== Consigne de travail ==
Poursuivez le texte sur l'impact économique du Covid-19 en France à partir de sa dernière phrase.

== Document source ==
● ● ● ●
Alors que la France recense plus de 1 600 cas de contaminations au Covid-19 confirmés, 900 entreprises ont déjà déposé un dossier de chômage partiel. À la crise sanitaire, s’ajoute une crise économique qui fait progressivement entrer l’Europe en récession. Le 9 mars dernier, le ministre de l’Économie, Bruno Le Maire, l’a confirmé devant la presse : “l’épidémie de coronavirus aura un impact sévère sur l’économie française, qui se chiffrera en plusieurs dixièmes de point de PIB durant l’année 2020”, avec, en première ligne, les artisans, les commerçants et les petites entreprises. À ce jour, les professionnels accusent des baisses de chiffre d’affaires de 60 % en moyenne pour les traiteurs, de 30 à 40 % dans l’hôtellerie, de 25 % pour les restaurateurs et ces pertes sont encore plus importantes dans le secteur de l’événementiel.
Face à ce constat, des mesures ont été prises par le gouvernement. Lors des prochaines échéances fiscales, toutes les entreprises confrontées à des difficultés pourront ainsi demander la possibilité de reporter leurs charges de la manière la plus simplifiée possible. Le dispositif prévoit aussi un dégrèvement pour les impôts directs au cas par cas pour toutes les entreprises qui seraient menacées de disparition. Le ministre de l’Économie demande, également, à ce que la solidarité nationale joue à tous les niveaux, notamment celle des donneurs d’ordre privé, des grandes entreprises vis-à-vis de leurs sous-traitants. Il appelle les bailleurs à faire preuve de compréhension dans leurs loyers vis-à-vis de tous les commerçants. Une réponse au cri d’alarme lancé par L’Alliance du Commerce.
● ● ● ●
== Enregistrements de données ==
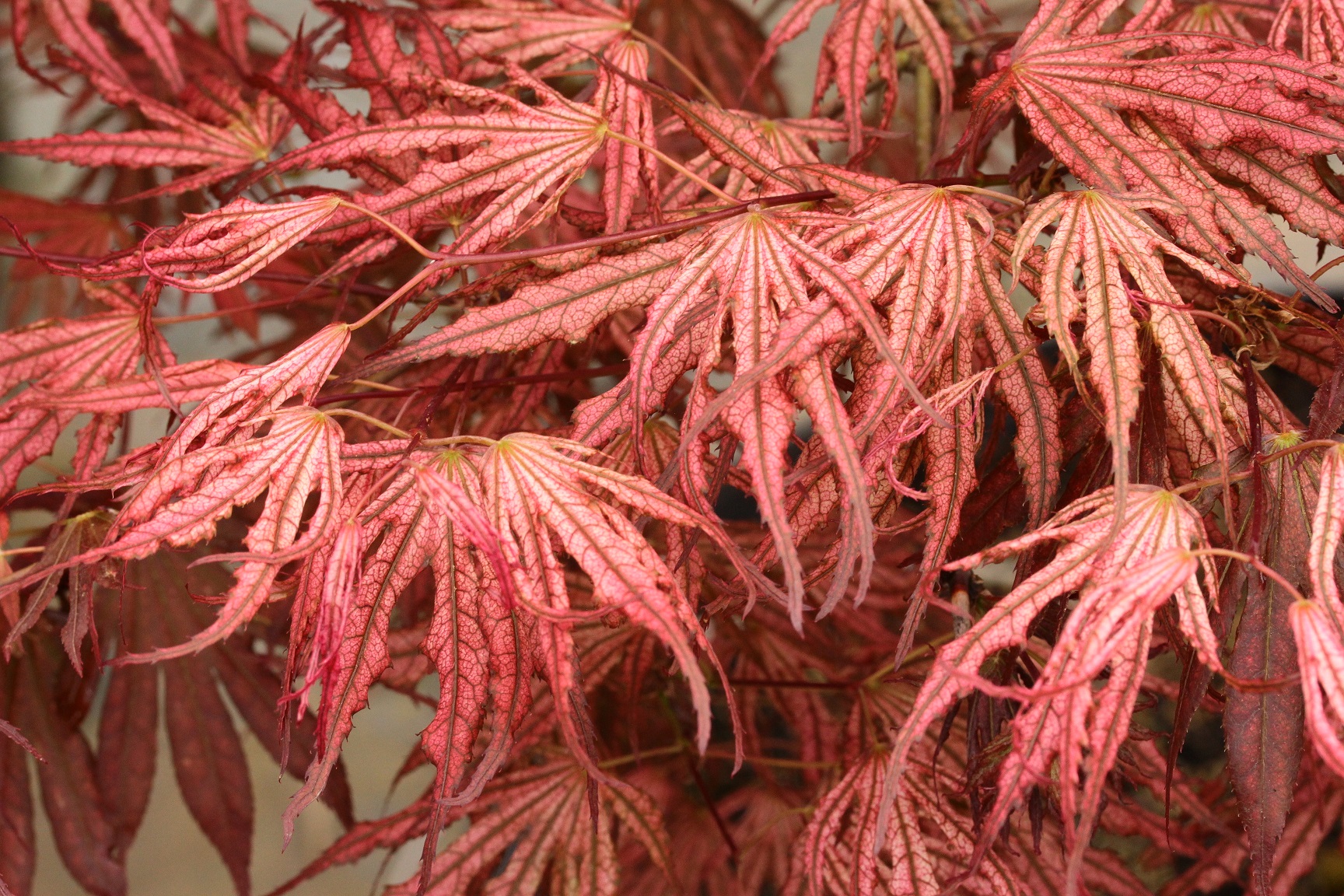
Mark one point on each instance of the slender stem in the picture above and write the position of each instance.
(714, 810)
(478, 384)
(671, 163)
(671, 750)
(677, 64)
(276, 277)
(793, 683)
(371, 421)
(408, 286)
(1250, 561)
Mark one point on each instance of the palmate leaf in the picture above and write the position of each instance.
(1126, 562)
(1104, 236)
(569, 308)
(751, 271)
(862, 35)
(533, 492)
(241, 238)
(518, 153)
(1175, 125)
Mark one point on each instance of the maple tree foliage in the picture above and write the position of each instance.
(921, 493)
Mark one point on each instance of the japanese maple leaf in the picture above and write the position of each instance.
(142, 22)
(924, 247)
(183, 142)
(186, 496)
(539, 493)
(1319, 624)
(1107, 240)
(190, 382)
(480, 645)
(1320, 30)
(629, 171)
(569, 306)
(1125, 562)
(561, 34)
(518, 155)
(236, 410)
(64, 356)
(751, 271)
(862, 35)
(1218, 16)
(544, 825)
(1174, 125)
(839, 851)
(928, 257)
(227, 245)
(751, 149)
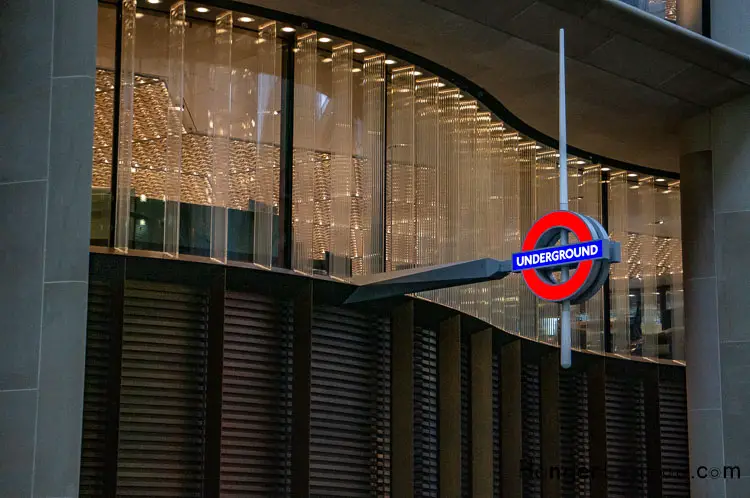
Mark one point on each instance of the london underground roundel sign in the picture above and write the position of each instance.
(588, 257)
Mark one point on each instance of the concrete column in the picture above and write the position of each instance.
(715, 175)
(48, 59)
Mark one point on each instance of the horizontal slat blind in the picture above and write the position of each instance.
(95, 396)
(256, 397)
(497, 485)
(574, 434)
(531, 428)
(426, 458)
(626, 443)
(465, 421)
(347, 363)
(674, 438)
(162, 399)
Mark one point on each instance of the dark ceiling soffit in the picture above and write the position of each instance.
(492, 103)
(401, 282)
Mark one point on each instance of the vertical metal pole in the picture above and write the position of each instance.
(565, 313)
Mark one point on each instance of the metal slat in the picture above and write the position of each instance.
(95, 390)
(162, 399)
(674, 438)
(256, 394)
(574, 434)
(626, 444)
(532, 437)
(350, 392)
(426, 458)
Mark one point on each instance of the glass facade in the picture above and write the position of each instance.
(391, 167)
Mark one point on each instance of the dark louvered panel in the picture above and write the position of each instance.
(256, 397)
(95, 396)
(425, 414)
(574, 434)
(531, 430)
(345, 415)
(465, 421)
(626, 444)
(674, 438)
(383, 412)
(496, 429)
(162, 401)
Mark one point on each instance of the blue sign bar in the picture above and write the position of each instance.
(558, 255)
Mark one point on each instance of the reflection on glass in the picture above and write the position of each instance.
(101, 200)
(199, 132)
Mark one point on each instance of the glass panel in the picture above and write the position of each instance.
(174, 129)
(341, 162)
(101, 180)
(619, 273)
(305, 117)
(125, 135)
(219, 127)
(373, 174)
(401, 169)
(426, 181)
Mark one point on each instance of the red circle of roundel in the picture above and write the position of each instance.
(564, 290)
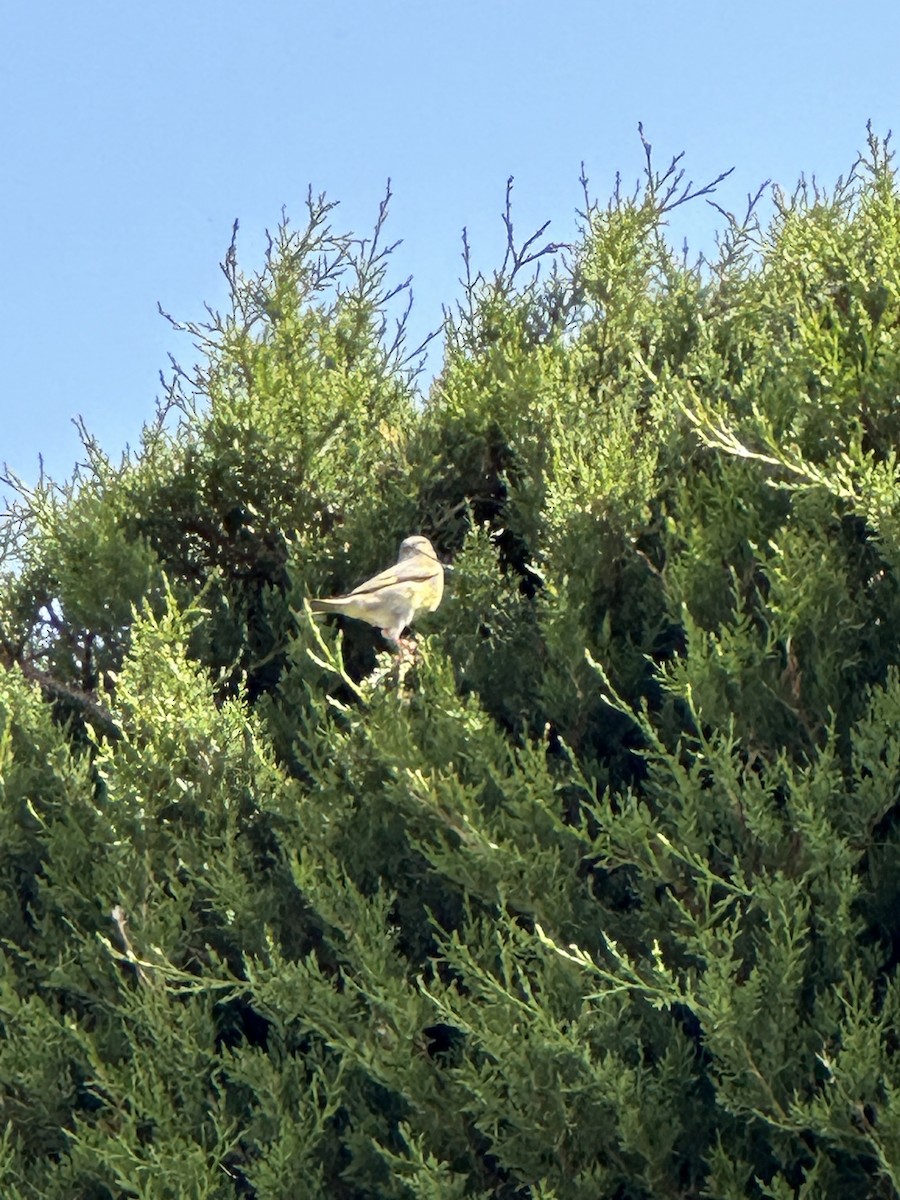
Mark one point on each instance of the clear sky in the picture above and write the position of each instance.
(132, 135)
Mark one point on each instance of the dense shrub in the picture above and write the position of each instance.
(593, 898)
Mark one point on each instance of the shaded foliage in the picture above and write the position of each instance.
(593, 897)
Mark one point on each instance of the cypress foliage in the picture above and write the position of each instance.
(595, 897)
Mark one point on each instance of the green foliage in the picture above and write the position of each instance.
(594, 894)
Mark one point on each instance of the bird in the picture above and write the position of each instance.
(393, 599)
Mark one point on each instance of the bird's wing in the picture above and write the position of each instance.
(411, 570)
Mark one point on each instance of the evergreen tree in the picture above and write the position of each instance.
(593, 897)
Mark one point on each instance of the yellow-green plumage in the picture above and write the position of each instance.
(391, 600)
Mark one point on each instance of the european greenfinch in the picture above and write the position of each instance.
(391, 600)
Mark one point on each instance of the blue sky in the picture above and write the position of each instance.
(132, 135)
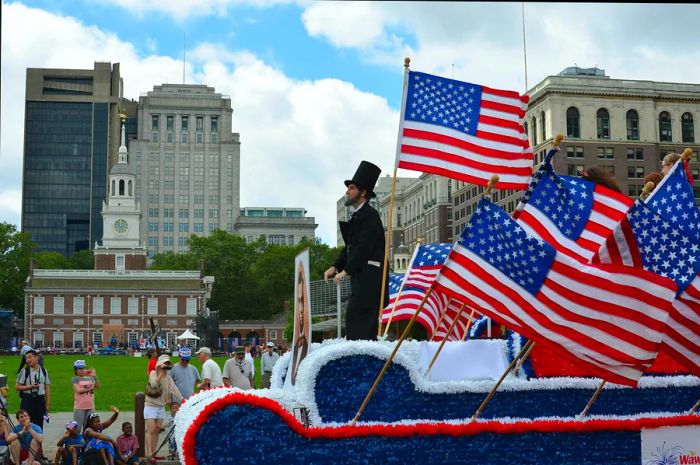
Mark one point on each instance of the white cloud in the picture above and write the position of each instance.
(299, 139)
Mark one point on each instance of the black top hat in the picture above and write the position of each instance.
(365, 177)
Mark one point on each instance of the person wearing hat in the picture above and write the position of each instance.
(84, 384)
(238, 371)
(211, 373)
(161, 391)
(267, 363)
(362, 257)
(184, 374)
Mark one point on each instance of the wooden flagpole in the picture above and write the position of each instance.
(391, 357)
(469, 325)
(389, 219)
(403, 283)
(442, 344)
(521, 354)
(593, 399)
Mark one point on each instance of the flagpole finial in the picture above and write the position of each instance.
(492, 183)
(686, 154)
(647, 189)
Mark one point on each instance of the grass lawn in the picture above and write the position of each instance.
(121, 376)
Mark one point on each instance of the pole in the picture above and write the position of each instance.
(483, 405)
(391, 357)
(389, 219)
(590, 402)
(403, 283)
(442, 344)
(338, 311)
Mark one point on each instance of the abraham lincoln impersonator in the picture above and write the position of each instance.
(362, 257)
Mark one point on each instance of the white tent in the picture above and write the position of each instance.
(187, 335)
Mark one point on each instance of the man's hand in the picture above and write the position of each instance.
(329, 273)
(340, 276)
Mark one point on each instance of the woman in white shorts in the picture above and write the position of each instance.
(161, 391)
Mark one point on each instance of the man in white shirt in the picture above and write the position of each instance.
(211, 373)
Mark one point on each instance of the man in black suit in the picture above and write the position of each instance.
(362, 257)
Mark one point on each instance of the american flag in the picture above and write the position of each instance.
(572, 214)
(663, 236)
(409, 300)
(465, 131)
(610, 319)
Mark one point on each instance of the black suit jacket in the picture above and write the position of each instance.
(364, 241)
● ● ● ●
== Réponse au problème ==
L’organisation professionnelle a, en effet, fait état des grandes difficultés rencontrées par les acteurs du commerce depuis janvier. Les grands magasins, boutiques et enseignes de l’habillement et de la chaussure souffrent tout particulièrement d’une baisse de fréquentation. Celle-ci qui touchait jusqu’alors la clientèle touristique internationale, et principalement chinoise, s’étend désormais à la clientèle locale en raison de l’augmentation des cas de Covid-19 en France. Le CNCC constate ainsi une chute de la fréquentation nationale de -3,6 % par rapport à l’an dernier. En outre, les commerçants rencontrent des problèmes d’approvisionnement pour les produits en provenance de Chine et d’Asie. Premier fournisseur des entreprises françaises, la Chine représente plus de 25 % des importations d’habillement. Des retards qui engendrent une baisse des stocks disponibles chez les commerçants, et par conséquent une baisse de leur activité.
Côté consommateurs, l’anxiété monte. L’annonce du passage au stade 2 de l’épidémie, a accentué leurs craintes et leur volonté d’anticiper les achats avant une possible pénurie. Certaines catégories comme les pâtes ou les conserves de poissons ont vu leurs ventes doubler (voire quintupler) à la fin du mois de février, entraînant des ruptures de stock en magasin. “Les consommateurs français sur-réagissent à la situation actuelle en stockant certainement plus que de raison, eux qui ont été confrontés récemment à des blocages lors du mouvement des gilets jaunes, puis à des grèves prolongées qui ont contrarié leur façon de faire les courses”, indique l’institut Nielsen. Sur l’ensemble de la semaine, le chiffre d’affaires de la grande consommation progresse de +5 %, sous l’impulsion des produits d’épicerie (+17 %), des soins pour bébés (+15 %) ou encore des produits de santé (+14 %). À situation de crise, consommation de crise.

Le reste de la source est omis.